■ Exercise aim
Please set down, unchanged, the part of the material that opens with the line containing "For every instance of the thin" and closes with the line containing "520], [715, 572]]", including both of those lines.
▬▬▬
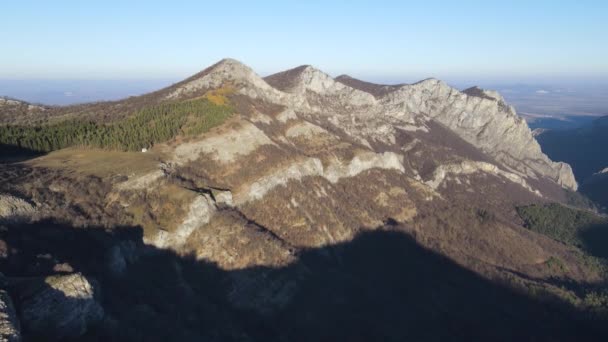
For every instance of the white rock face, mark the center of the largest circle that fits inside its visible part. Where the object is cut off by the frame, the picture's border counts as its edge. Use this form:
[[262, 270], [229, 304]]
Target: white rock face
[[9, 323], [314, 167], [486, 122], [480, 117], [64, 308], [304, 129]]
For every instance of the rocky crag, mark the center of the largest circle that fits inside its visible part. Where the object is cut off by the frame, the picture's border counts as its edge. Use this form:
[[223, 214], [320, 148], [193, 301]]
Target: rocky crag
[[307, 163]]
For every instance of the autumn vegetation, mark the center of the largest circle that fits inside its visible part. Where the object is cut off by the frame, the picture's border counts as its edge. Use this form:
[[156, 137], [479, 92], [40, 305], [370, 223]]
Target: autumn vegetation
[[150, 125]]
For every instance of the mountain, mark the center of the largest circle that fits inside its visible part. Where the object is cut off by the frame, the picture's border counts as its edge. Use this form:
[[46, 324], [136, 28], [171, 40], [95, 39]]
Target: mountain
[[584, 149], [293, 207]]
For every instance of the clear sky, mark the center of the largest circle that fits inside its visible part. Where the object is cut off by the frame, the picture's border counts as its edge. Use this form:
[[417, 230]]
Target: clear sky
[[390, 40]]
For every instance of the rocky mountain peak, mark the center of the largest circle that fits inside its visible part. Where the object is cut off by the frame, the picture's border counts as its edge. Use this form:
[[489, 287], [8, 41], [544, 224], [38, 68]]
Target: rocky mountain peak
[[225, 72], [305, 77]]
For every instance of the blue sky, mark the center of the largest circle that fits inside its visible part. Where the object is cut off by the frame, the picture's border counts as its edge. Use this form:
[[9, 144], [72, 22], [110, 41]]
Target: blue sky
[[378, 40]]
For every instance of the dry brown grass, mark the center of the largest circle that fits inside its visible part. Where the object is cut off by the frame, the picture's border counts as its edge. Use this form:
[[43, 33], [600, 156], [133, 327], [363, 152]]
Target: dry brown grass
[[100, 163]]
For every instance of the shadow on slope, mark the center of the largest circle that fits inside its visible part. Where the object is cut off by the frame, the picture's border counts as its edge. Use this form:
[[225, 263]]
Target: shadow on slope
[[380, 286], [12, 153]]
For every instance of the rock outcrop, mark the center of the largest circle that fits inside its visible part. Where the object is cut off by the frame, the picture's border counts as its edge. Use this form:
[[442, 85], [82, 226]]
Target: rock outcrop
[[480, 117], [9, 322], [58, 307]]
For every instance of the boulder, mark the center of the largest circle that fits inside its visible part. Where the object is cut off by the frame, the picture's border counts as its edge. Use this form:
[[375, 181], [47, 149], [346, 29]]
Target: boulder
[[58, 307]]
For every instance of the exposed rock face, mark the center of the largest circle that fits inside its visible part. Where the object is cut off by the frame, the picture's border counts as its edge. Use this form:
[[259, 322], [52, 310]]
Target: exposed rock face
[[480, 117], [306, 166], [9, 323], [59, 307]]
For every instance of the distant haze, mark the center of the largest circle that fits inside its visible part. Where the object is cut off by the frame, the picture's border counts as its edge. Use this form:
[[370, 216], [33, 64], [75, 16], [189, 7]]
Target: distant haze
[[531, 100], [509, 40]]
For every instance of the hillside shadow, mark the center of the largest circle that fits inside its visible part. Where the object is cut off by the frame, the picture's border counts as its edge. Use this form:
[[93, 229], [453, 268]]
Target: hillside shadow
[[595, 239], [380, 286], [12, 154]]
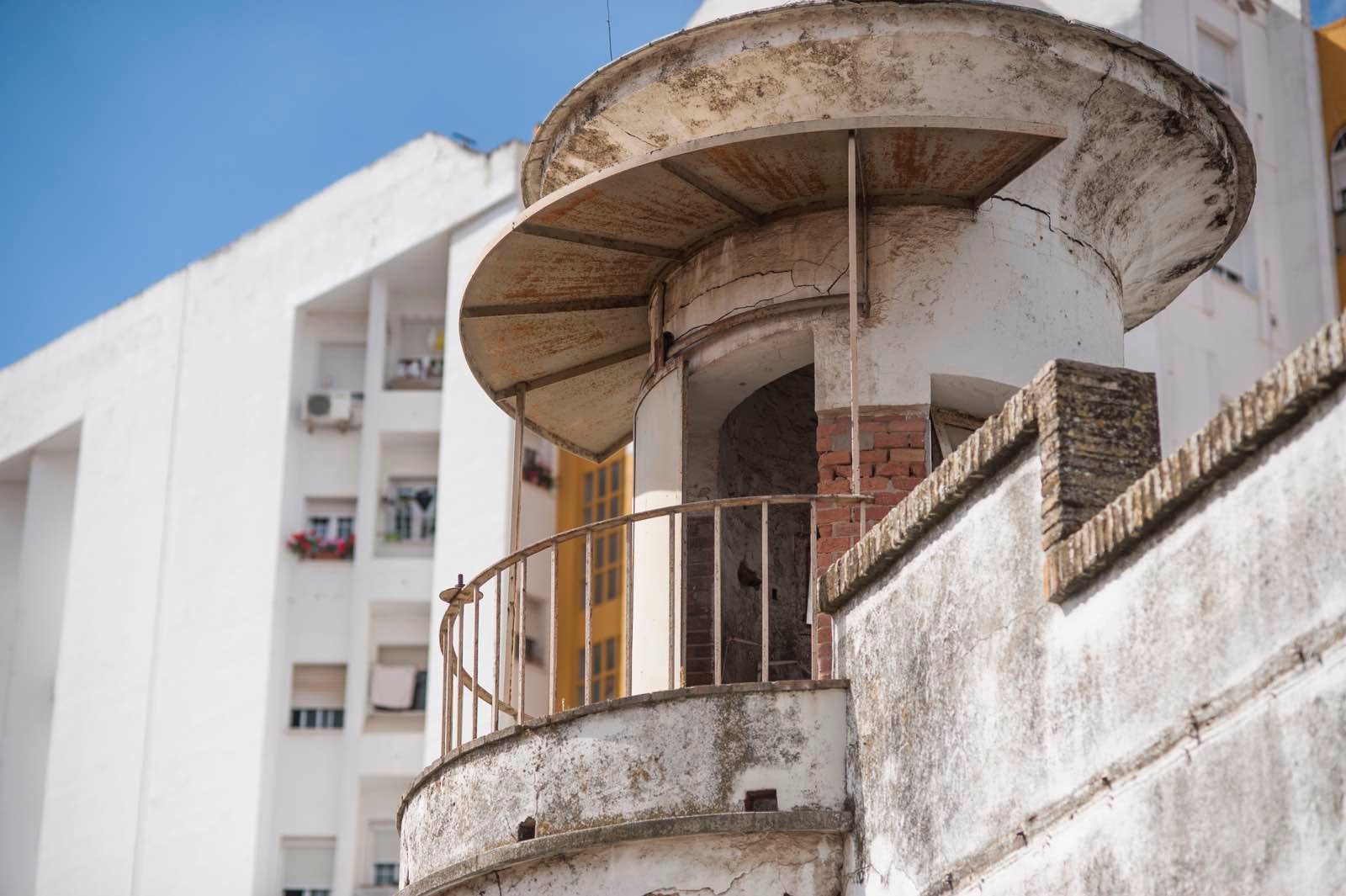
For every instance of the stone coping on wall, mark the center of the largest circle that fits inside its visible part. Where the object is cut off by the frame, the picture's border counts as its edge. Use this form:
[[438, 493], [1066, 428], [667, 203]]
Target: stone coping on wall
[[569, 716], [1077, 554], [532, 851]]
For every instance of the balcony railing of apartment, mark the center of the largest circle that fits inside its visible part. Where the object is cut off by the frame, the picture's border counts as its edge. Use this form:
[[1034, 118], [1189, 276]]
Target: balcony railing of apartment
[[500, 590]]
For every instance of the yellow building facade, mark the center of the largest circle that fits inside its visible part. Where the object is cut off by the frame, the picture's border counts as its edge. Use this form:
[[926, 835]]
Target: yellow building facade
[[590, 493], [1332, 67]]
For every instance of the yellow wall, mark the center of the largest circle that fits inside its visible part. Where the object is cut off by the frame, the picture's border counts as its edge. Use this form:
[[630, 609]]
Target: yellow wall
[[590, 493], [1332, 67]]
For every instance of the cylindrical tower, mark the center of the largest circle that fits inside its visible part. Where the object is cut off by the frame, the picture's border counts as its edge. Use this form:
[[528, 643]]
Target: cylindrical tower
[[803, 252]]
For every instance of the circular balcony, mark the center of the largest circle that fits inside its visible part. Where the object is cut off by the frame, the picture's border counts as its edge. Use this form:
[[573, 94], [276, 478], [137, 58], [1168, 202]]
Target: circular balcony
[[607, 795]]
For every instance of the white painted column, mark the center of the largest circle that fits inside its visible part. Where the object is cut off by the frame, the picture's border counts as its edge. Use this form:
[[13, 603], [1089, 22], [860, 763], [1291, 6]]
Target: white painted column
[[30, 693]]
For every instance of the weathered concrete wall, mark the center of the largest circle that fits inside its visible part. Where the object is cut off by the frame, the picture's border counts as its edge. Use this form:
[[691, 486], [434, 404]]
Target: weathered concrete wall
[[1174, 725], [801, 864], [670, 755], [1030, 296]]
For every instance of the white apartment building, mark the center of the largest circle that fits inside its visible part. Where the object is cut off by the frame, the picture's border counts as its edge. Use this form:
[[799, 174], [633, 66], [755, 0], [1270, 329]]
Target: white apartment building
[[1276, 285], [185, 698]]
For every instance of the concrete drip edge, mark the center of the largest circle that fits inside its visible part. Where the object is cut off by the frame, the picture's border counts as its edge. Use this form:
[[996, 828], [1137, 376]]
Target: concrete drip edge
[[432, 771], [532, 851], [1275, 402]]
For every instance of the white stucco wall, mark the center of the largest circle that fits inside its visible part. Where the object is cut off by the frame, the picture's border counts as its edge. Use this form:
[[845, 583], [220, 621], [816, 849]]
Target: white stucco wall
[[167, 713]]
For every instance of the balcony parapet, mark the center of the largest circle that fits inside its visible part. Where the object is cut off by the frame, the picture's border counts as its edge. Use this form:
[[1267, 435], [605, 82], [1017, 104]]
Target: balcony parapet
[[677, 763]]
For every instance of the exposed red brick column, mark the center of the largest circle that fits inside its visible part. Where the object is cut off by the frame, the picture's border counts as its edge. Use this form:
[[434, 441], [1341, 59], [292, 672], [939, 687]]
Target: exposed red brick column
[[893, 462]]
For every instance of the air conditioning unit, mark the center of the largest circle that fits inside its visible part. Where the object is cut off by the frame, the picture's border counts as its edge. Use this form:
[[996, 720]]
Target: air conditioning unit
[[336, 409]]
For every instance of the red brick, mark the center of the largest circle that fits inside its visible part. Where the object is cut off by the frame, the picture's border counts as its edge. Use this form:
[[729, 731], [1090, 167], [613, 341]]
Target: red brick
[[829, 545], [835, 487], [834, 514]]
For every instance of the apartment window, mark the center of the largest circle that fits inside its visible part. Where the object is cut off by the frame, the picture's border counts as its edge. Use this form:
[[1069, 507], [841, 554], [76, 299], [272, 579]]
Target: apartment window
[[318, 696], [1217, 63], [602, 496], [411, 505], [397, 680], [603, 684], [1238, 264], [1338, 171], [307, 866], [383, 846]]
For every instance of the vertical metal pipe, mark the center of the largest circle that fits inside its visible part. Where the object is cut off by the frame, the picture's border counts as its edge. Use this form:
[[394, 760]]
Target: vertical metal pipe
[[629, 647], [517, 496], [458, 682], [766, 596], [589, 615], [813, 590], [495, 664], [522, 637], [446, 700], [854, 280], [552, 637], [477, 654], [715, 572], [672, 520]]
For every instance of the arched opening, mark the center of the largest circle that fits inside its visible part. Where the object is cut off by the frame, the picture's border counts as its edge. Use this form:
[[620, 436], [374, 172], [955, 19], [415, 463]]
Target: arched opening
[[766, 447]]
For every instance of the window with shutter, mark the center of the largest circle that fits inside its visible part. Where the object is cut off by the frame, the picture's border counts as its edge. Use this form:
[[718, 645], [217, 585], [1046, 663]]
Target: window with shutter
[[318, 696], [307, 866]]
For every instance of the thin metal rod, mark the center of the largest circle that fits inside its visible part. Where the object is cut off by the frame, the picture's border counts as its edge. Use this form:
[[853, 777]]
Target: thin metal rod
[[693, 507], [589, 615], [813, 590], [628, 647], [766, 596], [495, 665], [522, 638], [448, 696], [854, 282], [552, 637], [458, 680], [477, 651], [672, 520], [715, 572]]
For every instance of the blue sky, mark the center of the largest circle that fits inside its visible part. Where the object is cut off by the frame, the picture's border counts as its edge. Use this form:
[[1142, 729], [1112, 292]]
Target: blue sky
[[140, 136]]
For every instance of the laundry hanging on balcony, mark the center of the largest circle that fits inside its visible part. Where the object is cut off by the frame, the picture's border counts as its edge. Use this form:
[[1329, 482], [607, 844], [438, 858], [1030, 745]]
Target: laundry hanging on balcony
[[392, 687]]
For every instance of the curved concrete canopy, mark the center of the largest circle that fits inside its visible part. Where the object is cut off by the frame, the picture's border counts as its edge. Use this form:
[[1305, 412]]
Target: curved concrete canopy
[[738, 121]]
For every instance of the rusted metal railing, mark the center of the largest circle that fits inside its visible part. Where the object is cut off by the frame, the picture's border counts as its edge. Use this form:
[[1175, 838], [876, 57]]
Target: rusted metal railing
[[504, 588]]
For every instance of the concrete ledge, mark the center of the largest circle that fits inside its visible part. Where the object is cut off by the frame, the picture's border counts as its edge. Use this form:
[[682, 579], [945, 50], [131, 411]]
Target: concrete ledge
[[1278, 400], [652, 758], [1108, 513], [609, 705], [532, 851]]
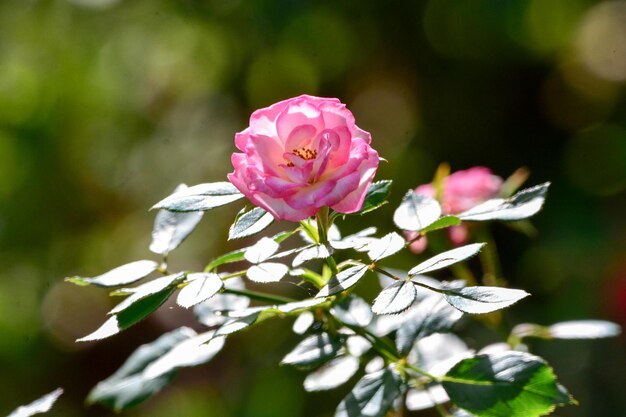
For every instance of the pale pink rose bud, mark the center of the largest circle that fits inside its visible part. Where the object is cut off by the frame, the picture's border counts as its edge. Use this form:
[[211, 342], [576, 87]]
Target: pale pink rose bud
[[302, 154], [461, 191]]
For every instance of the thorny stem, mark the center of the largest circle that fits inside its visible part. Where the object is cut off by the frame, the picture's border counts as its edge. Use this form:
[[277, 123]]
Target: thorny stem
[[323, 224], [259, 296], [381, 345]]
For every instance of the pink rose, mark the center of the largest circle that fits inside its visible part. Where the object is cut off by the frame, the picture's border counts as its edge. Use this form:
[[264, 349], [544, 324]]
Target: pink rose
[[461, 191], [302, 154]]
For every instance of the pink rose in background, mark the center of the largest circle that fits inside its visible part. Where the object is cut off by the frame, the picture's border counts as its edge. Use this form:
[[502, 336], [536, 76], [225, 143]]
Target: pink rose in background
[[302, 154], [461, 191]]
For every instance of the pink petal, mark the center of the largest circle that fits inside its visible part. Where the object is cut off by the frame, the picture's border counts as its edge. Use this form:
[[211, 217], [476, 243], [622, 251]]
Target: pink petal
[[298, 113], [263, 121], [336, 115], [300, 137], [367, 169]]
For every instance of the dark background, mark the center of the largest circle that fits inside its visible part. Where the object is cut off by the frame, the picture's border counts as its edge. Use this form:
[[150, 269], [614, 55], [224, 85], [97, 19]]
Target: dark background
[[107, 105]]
▬▬▬
■ Response to this exercise
For every instance of the thin metal rod, mark the center of the largest circle that fits inside its visible part. Where the object is cut off by the frame, the picture's border counts as its edge. Use this form:
[[853, 777]]
Target: thin metal rod
[[693, 507], [589, 615], [813, 590], [628, 647], [766, 596], [495, 665], [522, 638], [448, 696], [854, 282], [552, 637], [458, 680], [477, 651], [672, 520], [715, 572]]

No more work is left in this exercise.